* Instructions to follow
Your response should be the complete listing, copied exactly.

* Records supplied
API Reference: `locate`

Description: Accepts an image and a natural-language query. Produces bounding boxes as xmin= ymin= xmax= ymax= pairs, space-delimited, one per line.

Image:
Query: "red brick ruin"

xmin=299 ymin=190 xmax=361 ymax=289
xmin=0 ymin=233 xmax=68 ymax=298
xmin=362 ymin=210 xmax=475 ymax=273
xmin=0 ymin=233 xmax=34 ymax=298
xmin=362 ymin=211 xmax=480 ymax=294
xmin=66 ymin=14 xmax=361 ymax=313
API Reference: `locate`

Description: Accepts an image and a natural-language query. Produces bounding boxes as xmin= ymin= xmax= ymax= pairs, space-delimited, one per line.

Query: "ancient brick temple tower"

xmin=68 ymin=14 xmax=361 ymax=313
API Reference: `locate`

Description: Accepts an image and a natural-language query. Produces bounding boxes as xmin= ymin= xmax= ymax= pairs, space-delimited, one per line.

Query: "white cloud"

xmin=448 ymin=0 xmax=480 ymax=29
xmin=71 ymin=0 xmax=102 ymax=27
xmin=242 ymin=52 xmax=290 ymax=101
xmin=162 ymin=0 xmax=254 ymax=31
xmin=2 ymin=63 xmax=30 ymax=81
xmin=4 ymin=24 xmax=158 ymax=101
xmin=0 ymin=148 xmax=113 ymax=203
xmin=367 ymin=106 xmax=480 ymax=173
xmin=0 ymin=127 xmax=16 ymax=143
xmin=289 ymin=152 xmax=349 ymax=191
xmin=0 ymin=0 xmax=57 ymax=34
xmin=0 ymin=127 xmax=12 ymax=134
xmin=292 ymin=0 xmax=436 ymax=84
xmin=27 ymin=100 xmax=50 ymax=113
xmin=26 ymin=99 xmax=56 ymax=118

* Response to the exercise
API Reference: `locate`

Description: Accepts an image and a natural-language query. Produces bounding boxes as xmin= ymin= xmax= ymax= pairs, space-delimited, one per line.

Image:
Query: "red brick ruin"

xmin=299 ymin=190 xmax=361 ymax=289
xmin=0 ymin=233 xmax=68 ymax=298
xmin=362 ymin=210 xmax=475 ymax=273
xmin=0 ymin=233 xmax=34 ymax=298
xmin=362 ymin=211 xmax=480 ymax=294
xmin=66 ymin=14 xmax=361 ymax=313
API Reference: `locate`

Description: Accepts an image and a natural-language query. Produces bounding boxes as xmin= ymin= xmax= ymax= pairs, space-delimited, one per line.

Query: "ancient brick temple tower"

xmin=68 ymin=14 xmax=361 ymax=313
API Reference: `locate`

Description: Accepts an image and a natural-language query. Produces bounding boxes as xmin= ymin= xmax= ymax= pairs, space-delimited, one per line.

Query: "white cloud"

xmin=448 ymin=0 xmax=480 ymax=29
xmin=71 ymin=0 xmax=102 ymax=27
xmin=242 ymin=52 xmax=290 ymax=101
xmin=162 ymin=0 xmax=254 ymax=31
xmin=2 ymin=63 xmax=30 ymax=81
xmin=4 ymin=24 xmax=158 ymax=101
xmin=0 ymin=148 xmax=113 ymax=203
xmin=367 ymin=106 xmax=480 ymax=173
xmin=0 ymin=127 xmax=16 ymax=143
xmin=289 ymin=152 xmax=349 ymax=191
xmin=0 ymin=0 xmax=57 ymax=34
xmin=0 ymin=127 xmax=12 ymax=134
xmin=292 ymin=0 xmax=436 ymax=84
xmin=27 ymin=100 xmax=50 ymax=113
xmin=26 ymin=99 xmax=56 ymax=118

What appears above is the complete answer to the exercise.